■ **WRITTEN INSTRUCTION**: Copy out each of the following records word for word, without changing a single character.

— start of DATA SUPPLIED —

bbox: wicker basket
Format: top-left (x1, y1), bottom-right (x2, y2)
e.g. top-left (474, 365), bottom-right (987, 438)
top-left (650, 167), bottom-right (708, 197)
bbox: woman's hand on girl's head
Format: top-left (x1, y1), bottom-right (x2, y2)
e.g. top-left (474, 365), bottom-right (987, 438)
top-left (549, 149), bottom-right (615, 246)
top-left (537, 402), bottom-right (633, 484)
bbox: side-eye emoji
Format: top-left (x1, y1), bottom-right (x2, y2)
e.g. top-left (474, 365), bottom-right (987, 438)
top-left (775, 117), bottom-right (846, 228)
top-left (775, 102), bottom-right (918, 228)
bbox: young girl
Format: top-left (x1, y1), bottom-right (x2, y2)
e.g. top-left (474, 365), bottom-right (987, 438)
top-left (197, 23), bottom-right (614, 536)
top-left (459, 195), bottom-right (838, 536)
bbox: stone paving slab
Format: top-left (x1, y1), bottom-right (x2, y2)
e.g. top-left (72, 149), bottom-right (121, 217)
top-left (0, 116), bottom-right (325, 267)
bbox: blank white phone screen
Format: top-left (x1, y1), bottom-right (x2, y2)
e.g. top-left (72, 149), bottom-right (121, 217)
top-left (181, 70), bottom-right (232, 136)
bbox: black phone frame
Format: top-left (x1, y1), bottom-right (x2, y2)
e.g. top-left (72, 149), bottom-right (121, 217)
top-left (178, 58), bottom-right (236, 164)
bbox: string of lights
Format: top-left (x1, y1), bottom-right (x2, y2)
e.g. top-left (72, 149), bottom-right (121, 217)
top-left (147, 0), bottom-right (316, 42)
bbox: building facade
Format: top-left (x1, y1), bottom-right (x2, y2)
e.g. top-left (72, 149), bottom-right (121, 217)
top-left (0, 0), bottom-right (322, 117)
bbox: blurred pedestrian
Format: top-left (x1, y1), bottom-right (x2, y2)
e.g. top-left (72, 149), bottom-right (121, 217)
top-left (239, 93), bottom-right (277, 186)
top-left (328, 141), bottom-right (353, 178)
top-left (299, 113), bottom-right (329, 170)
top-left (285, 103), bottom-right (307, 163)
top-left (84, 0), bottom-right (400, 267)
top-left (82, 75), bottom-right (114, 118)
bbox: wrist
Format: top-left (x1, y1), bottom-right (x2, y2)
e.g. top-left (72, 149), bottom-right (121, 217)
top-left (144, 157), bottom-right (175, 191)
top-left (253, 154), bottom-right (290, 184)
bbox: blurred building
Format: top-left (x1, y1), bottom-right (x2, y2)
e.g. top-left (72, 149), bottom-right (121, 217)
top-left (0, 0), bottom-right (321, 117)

— end of DATA SUPPLIED —

■ **SOLUTION BELOW**:
bbox: wicker basket
Format: top-left (x1, y1), bottom-right (x2, y2)
e.g. top-left (474, 365), bottom-right (987, 438)
top-left (650, 167), bottom-right (708, 197)
bbox: woman's hand on girl's head
Format: top-left (x1, y1), bottom-right (x2, y2)
e.g. top-left (474, 365), bottom-right (987, 438)
top-left (549, 149), bottom-right (615, 246)
top-left (537, 402), bottom-right (633, 484)
bbox: side-eye emoji
Format: top-left (x1, y1), bottom-right (x2, y2)
e.g. top-left (474, 365), bottom-right (987, 438)
top-left (775, 117), bottom-right (846, 228)
top-left (775, 102), bottom-right (918, 228)
bbox: young girl
Format: top-left (x1, y1), bottom-right (x2, y2)
e.g. top-left (474, 365), bottom-right (987, 438)
top-left (197, 23), bottom-right (614, 536)
top-left (459, 195), bottom-right (838, 536)
bbox: stone paving slab
Format: top-left (x1, y1), bottom-right (x2, y2)
e.g. top-left (72, 149), bottom-right (121, 217)
top-left (0, 116), bottom-right (325, 267)
bbox: blank white phone screen
Format: top-left (x1, y1), bottom-right (x2, y2)
e.g. top-left (72, 149), bottom-right (121, 217)
top-left (181, 70), bottom-right (232, 136)
bbox: black phone frame
Format: top-left (x1, y1), bottom-right (x2, y2)
e.g. top-left (72, 149), bottom-right (121, 217)
top-left (178, 58), bottom-right (236, 164)
bbox: string of lights
Format: top-left (x1, y1), bottom-right (x2, y2)
e.g. top-left (72, 149), bottom-right (121, 217)
top-left (147, 0), bottom-right (316, 42)
bbox: building facade
Format: top-left (x1, y1), bottom-right (x2, y2)
e.g. top-left (72, 149), bottom-right (121, 217)
top-left (0, 0), bottom-right (322, 117)
bbox: blurred pedestrian
Format: top-left (x1, y1), bottom-right (x2, y2)
e.g. top-left (72, 149), bottom-right (121, 217)
top-left (239, 93), bottom-right (277, 186)
top-left (328, 141), bottom-right (353, 178)
top-left (299, 113), bottom-right (329, 170)
top-left (285, 103), bottom-right (307, 163)
top-left (84, 0), bottom-right (400, 267)
top-left (82, 75), bottom-right (114, 118)
bbox: wrist
Format: top-left (x1, y1), bottom-right (x2, y2)
e.g. top-left (72, 149), bottom-right (121, 217)
top-left (144, 157), bottom-right (175, 191)
top-left (253, 154), bottom-right (290, 184)
bbox: blurred building
Format: top-left (x1, y1), bottom-right (x2, y2)
e.g. top-left (72, 149), bottom-right (121, 217)
top-left (0, 0), bottom-right (321, 117)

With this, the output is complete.